───── EXERCISE INPUT ─────

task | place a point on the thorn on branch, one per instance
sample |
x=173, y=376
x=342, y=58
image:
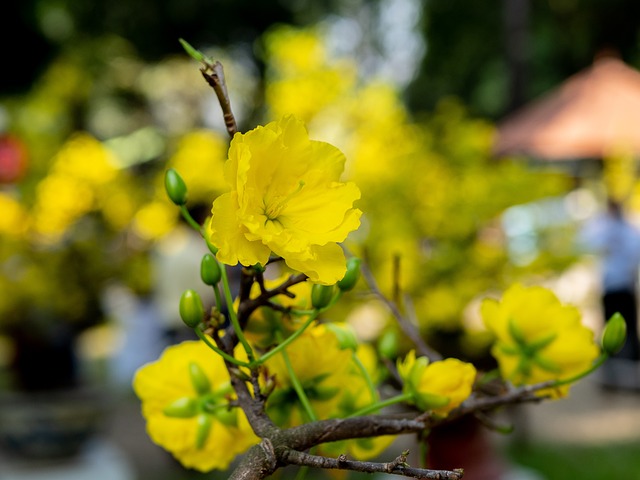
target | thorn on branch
x=396, y=467
x=270, y=453
x=214, y=75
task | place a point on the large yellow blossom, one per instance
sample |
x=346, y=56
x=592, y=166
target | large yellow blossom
x=439, y=386
x=323, y=370
x=176, y=402
x=285, y=198
x=537, y=337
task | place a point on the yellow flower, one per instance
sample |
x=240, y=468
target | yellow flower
x=185, y=396
x=324, y=371
x=439, y=386
x=265, y=323
x=285, y=198
x=14, y=218
x=538, y=338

─────

• **WHAT YOU SHOULD DO**
Please quote the part of the entries above that opens at their very start and closes with the line containing "x=537, y=337", including both ends. Leave the pictures out of your answer.

• **RESPONSE TO THE TASK**
task | place a point on the thorn on branch, one per instance
sample |
x=173, y=376
x=342, y=58
image:
target | thorn on branch
x=396, y=467
x=270, y=453
x=214, y=75
task | place a point on the large yellow blossom, one per instance
sample |
x=346, y=56
x=592, y=166
target | large yellow blossom
x=439, y=386
x=323, y=370
x=176, y=402
x=285, y=198
x=537, y=337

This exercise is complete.